SOURCE DATA ->
-- Opening Marker --

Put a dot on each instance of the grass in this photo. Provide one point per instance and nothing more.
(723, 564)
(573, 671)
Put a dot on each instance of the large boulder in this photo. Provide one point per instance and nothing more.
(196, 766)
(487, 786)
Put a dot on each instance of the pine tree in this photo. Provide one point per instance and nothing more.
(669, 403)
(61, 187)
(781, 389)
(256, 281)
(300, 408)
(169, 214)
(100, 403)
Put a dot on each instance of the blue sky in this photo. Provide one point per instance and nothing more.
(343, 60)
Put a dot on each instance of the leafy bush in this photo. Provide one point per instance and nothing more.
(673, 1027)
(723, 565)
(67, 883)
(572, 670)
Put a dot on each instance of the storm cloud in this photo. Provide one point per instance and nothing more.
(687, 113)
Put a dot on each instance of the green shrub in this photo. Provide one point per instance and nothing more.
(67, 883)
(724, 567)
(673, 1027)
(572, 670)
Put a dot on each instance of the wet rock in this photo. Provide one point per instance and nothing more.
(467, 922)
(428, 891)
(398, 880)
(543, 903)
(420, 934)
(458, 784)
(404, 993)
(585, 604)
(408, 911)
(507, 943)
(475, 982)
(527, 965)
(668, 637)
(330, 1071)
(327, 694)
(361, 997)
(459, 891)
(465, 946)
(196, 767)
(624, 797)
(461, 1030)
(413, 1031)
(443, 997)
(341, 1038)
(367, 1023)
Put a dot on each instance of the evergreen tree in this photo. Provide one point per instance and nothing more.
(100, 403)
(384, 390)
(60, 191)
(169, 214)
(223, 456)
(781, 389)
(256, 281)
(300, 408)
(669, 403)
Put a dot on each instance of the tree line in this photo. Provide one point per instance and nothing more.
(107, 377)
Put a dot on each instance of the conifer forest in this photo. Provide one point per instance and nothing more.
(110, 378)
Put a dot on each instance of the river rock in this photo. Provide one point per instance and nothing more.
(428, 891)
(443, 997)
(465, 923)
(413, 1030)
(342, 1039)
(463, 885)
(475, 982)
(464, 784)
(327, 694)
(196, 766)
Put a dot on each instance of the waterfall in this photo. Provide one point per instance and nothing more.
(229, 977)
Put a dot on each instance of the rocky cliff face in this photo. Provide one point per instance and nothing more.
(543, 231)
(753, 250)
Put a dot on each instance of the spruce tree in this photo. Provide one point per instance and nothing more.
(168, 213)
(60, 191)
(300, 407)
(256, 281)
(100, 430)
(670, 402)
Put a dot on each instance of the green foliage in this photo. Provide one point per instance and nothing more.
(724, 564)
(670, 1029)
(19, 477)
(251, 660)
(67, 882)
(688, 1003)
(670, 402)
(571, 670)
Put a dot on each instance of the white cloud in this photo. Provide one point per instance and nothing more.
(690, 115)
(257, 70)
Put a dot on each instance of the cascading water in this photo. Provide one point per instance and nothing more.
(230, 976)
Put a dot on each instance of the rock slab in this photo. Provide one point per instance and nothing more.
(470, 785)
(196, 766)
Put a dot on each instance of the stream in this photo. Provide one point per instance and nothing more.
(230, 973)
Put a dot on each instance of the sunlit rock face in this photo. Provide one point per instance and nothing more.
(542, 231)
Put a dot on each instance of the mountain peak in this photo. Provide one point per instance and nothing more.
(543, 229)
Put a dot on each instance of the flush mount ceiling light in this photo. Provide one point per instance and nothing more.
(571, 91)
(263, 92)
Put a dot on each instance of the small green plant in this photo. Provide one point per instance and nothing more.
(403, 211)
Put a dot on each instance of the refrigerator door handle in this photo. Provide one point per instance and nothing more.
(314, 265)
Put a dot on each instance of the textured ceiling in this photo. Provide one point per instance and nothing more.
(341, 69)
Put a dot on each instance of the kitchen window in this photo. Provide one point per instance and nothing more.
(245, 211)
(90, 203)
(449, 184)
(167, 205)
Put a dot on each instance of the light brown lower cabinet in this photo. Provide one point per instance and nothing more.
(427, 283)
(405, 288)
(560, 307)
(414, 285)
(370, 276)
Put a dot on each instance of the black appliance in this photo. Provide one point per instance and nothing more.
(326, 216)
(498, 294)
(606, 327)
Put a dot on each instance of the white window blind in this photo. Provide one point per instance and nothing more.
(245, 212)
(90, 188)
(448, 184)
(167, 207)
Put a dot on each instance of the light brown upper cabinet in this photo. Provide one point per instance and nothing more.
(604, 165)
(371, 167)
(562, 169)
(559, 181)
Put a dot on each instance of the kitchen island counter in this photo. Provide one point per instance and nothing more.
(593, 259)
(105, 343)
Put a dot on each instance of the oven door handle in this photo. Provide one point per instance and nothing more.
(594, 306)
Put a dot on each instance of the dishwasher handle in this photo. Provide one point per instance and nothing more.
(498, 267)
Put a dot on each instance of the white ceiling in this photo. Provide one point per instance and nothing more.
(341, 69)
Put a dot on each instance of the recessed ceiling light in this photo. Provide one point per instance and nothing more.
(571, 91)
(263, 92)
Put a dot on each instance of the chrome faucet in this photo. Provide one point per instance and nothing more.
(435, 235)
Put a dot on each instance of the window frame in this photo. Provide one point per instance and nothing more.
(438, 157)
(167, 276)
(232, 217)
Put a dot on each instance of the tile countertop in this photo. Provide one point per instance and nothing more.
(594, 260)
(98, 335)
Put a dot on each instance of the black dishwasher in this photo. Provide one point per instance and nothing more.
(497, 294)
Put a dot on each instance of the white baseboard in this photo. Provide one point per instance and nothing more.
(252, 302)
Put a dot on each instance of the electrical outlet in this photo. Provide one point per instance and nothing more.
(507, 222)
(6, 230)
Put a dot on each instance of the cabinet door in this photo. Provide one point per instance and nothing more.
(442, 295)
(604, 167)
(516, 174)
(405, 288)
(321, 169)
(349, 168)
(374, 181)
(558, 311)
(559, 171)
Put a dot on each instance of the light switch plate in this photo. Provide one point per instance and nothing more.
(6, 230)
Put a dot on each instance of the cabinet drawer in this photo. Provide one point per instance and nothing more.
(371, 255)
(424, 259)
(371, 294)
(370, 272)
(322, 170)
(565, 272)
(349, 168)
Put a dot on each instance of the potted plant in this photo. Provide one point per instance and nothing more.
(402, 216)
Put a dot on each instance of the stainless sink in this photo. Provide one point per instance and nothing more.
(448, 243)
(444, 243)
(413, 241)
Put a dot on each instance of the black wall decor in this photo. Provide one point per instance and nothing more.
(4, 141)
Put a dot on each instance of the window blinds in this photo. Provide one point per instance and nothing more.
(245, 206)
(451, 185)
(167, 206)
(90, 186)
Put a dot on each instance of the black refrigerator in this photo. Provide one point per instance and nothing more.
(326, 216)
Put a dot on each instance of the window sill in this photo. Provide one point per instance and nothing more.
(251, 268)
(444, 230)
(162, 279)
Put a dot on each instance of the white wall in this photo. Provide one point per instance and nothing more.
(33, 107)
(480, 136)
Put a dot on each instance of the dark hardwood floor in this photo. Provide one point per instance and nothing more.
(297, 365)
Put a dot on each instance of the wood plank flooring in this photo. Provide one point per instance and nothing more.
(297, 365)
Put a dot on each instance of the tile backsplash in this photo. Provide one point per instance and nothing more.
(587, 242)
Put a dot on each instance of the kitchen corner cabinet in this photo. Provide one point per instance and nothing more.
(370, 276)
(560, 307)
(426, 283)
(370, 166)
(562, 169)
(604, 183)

-- Closing Marker --

WORK REQUEST -> What's wanted is a faithful copy of each entry above.

FINISHED EXERCISE ->
Put a dot on each instance of the grass in this photo. Provide one point per instance and nothing more.
(723, 564)
(573, 671)
Put a dot on each instance of the large boulder in this photo. Provide one point per instance and nothing more.
(196, 766)
(487, 786)
Put a dot on each instance of the pine tree in this photo. Provide one point per instance and nothing more.
(669, 403)
(61, 187)
(781, 389)
(256, 281)
(300, 408)
(169, 214)
(100, 403)
Put a dot on each instance of the blue sky in this photo. Provide one point per instance and nothing more.
(343, 60)
Put a dot on each instance of the leafy bush in this photo. Provide one point per instance and nothing more.
(673, 1027)
(723, 565)
(67, 883)
(572, 670)
Put a dot on each instance of the storm cloud in this photo. Provide one point per instance and nothing more.
(687, 113)
Put a dot on each instance of the green shrub in this photo. Provide one point per instance and nothing more.
(67, 883)
(724, 567)
(673, 1027)
(572, 670)
Put a dot on each instance of the wet rock in this photo. Provide one point per instance and nothing more.
(467, 922)
(428, 891)
(398, 880)
(543, 903)
(420, 934)
(458, 784)
(404, 993)
(585, 604)
(408, 911)
(507, 943)
(475, 982)
(527, 965)
(668, 637)
(330, 1071)
(327, 694)
(361, 997)
(459, 891)
(465, 946)
(196, 767)
(624, 797)
(461, 1030)
(413, 1031)
(443, 997)
(341, 1038)
(367, 1023)
Put a dot on each instance of the evergreen tree in this photo. Provide one point per instance and nothing more.
(100, 403)
(384, 390)
(60, 191)
(169, 214)
(223, 456)
(781, 389)
(256, 281)
(300, 408)
(669, 403)
Put a dot on each instance of the tree line in this photo. Provide one point per instance and nothing more.
(107, 377)
Put a dot on each instance of the conifer forest in this photo. Provide one point per instance and nothing more.
(110, 378)
Put a dot on each instance of the river rock in this photo. Provide one point per instance and nothing more.
(428, 891)
(443, 997)
(465, 923)
(413, 1030)
(342, 1039)
(463, 885)
(475, 982)
(464, 784)
(327, 694)
(196, 766)
Put a dot on each instance of the waterfall in this photo. Provide one point per instance and nothing more.
(229, 977)
Put a dot on each instance of the rocky cliff face in this photo. Provide one point per instance and nothing more.
(543, 231)
(753, 250)
Put a dot on each instance of the spruce tree in this photo. Provide one point per instance and nothing more.
(168, 213)
(60, 191)
(300, 407)
(256, 281)
(100, 430)
(670, 402)
Put a dot on each instance of the green foliage in this photo. Provide one point per instance and nothing more.
(724, 564)
(670, 1029)
(19, 477)
(251, 660)
(67, 882)
(688, 1003)
(670, 402)
(571, 670)
Put a dot on each instance of the white cloud in this photo. Provide one point per instance and nothing more.
(690, 115)
(257, 70)
Put a dot on each instance of the cascading water in this photo. Provide one point per instance and nothing more.
(230, 976)
Put a dot on each instance of the rock slab in this photo. Provide one point per instance and nothing more.
(470, 785)
(196, 766)
Put a dot on each instance of the stream in this photo. Provide one point per instance and nothing more.
(230, 973)
Put a dot on each instance of the sunlit rock face in this photo. Provide one point per instance and nothing more.
(542, 231)
Put a dot on each instance of the mountain peak in this photo. Provide one point per instance and nothing more.
(543, 229)
Put a dot on each instance of the flush mount ceiling light in this photo. Provide one point per instance and nothing more.
(571, 91)
(263, 92)
Put a dot on each instance of the small green plant in this photo. Provide one point per instance and nothing more.
(403, 211)
Put a dot on each instance of the refrigerator door handle in this photo. Provide one point per instance and nothing more.
(314, 265)
Put a dot on each instance of the textured ceiling in this photo. Provide one point per instance and nothing more.
(341, 69)
Put a dot on each instance of the kitchen window in this photo. Provide one point per instance and nothing more.
(245, 211)
(90, 203)
(449, 184)
(167, 205)
Put a dot on each instance of the light brown lower cabinet in this photo. Provide one point per instance and nothing more.
(427, 283)
(405, 288)
(560, 307)
(414, 285)
(370, 276)
Put a dot on each instance of the black appliance in this photo. Provide one point per instance and nothing more.
(326, 216)
(498, 294)
(606, 327)
Put a dot on each instance of the white window blind in this photo. Provide one point per instance and nothing more.
(245, 212)
(90, 188)
(448, 184)
(167, 207)
Put a dot on each instance of the light brown upper cabinet in this photo. Provide one point per instance and nothing more.
(604, 165)
(371, 167)
(562, 169)
(559, 181)
Put a dot on each instance of the kitchen island counter in this photo. Provide one point per instance and nothing more.
(593, 259)
(105, 343)
Put a dot on each instance of the oven door handle in this photo. Provide one point per instance and nothing more.
(594, 306)
Put a dot on each instance of the dishwasher handle in this photo. Provide one point per instance and nothing more.
(498, 267)
Put a dot on each instance of the white ceiling in this photo. Provide one point per instance and nothing more.
(341, 69)
Put a dot on each instance of the recessed ceiling light in this photo. Provide one point per instance and nothing more.
(571, 91)
(263, 92)
Put a dot on each instance of the chrome faucet in this photo. Provide one point per instance and nothing more.
(435, 235)
Put a dot on each instance of the window frame in this photo. Provide one point per instance and nothing more.
(438, 157)
(167, 276)
(232, 217)
Put a dot on each instance of the tile countertop in this photo. Provide one point per instance and nothing more.
(594, 260)
(98, 335)
Put a dot on each instance of the black dishwasher in this photo. Provide one point per instance and nothing more.
(497, 294)
Put a dot on each instance of the white baseboard in this photo. Provide one point per instance and nothing more.
(252, 302)
Put a dot on each instance of the electrical outlet in this photo. Provide one point per instance and nothing more.
(507, 222)
(6, 230)
Put a dot on each instance of the cabinet door in this photo. Provide one point per instance and nothing more.
(442, 295)
(604, 167)
(516, 174)
(405, 288)
(321, 169)
(349, 168)
(374, 181)
(558, 311)
(559, 171)
Put a dot on each instance of the light switch plate in this photo. Provide one point per instance and nothing more.
(6, 230)
Put a dot on each instance of the cabinet drawer in this photo. Provide one point per instance and nothing more.
(371, 255)
(424, 259)
(371, 294)
(370, 272)
(322, 170)
(565, 272)
(349, 168)
Put a dot on each instance of the potted plant in this photo. Provide one point per instance and nothing more.
(402, 216)
Put a dot on each instance of the stainless sink in this photo. Provide one point per instance and nothing more.
(448, 243)
(444, 243)
(413, 241)
Put a dot on each instance of the black wall decor in this photo. Provide one point per instance and nothing more.
(4, 141)
Put a dot on each instance of the window blinds in this photo. Provide one point per instance and nothing more.
(245, 206)
(451, 185)
(167, 206)
(90, 186)
Put a dot on each instance of the black refrigerator in this photo. Provide one point per instance and nothing more.
(326, 216)
Put a dot on each instance of the window sill in this photo. Provide one point per instance and nothing more.
(251, 268)
(444, 230)
(162, 279)
Put a dot on each instance of the white wall in this photo. Provide one point per instance and nothing more.
(33, 107)
(480, 136)
Put a dot on each instance of the dark hardwood floor in this photo. Provide one point per instance and nothing more.
(297, 365)
Put a dot on each instance of the wood plank flooring in this photo. Provide one point per instance and nothing more.
(297, 365)
Put a dot on each instance of the tile backsplash in this photo. Provide one point per instance and nothing more.
(587, 242)
Put a dot on each instance of the kitchen corner cabinet in this photo. Provide one point per instance and nothing more.
(370, 276)
(560, 307)
(426, 283)
(370, 166)
(562, 169)
(604, 183)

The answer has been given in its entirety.